-------- TEXTO APRESENTADO

Se olhamos para os tempos mais modernos, temos os Alvarás de 1782, 1798 e 1801, os quaes mostram até que ponto chegáram estas providencias legislativas para remediar os damnos causados pela parcialidade, ignorancia, e moleza dos Juizes Ordinarios. Se nos lembrarmos dos nossos dias, temos as providencias dadas em 1811, e 1812, em que o Governo foi obrigado a mandar fazer as diligencias pelos Officiaes das Justiças visinhas á custa dos Juizes Ordinarios (tal era a irregularidade, com que elles se avinham até nas insignificantes diligencias de transportes, e embargos). Não sei que tenhámos argumentos em contrario, se attendermos ao que hoje entre nós está succedendo.

----------------

> **ENUNCIADO**
Responda com base no texto sobre os Juízes Ordinários:
(a) De que anos são os Alvarás citados no texto?
(b) Em que anos foram dadas as providências que obrigaram o Governo a mandar fazer as diligências pelos Oficiais das Justiças vizinhas?
(c) À custa de quem eram feitas essas diligências?
As linhas que vêm depois deste texto não são necessárias.

-------- DADOS FORNECIDOS

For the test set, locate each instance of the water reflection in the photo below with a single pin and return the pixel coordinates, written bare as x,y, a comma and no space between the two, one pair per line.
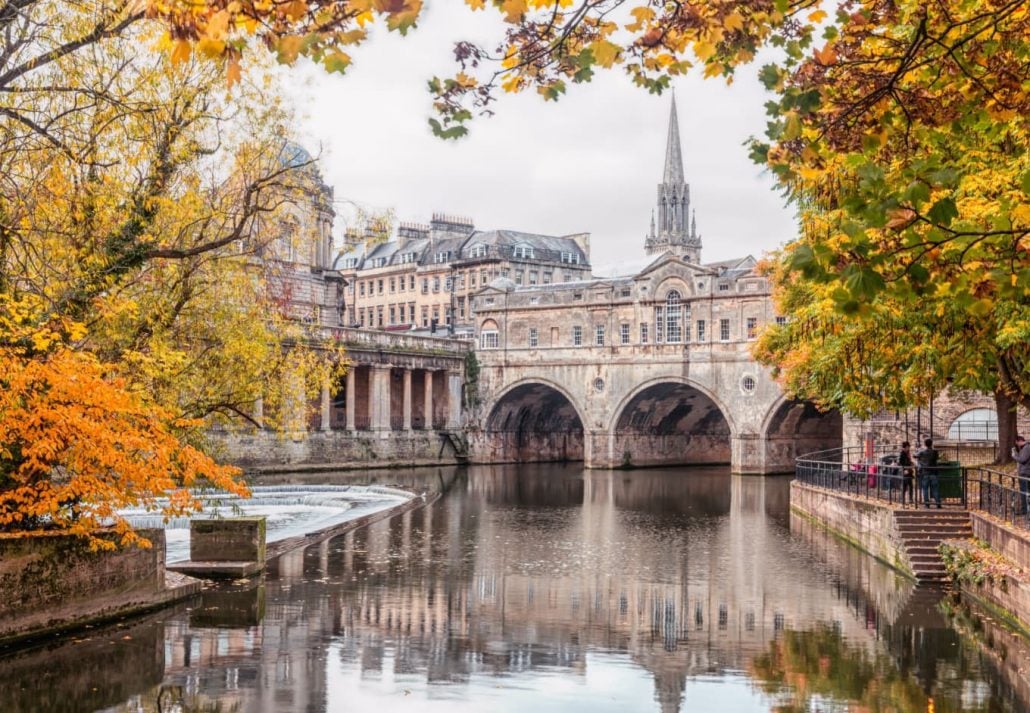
549,588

----------------

> **RESPOSTA**
(a) De 1782, 1798 e 1801.
(b) Em 1811 e 1812.
(c) À custa dos Juízes Ordinários.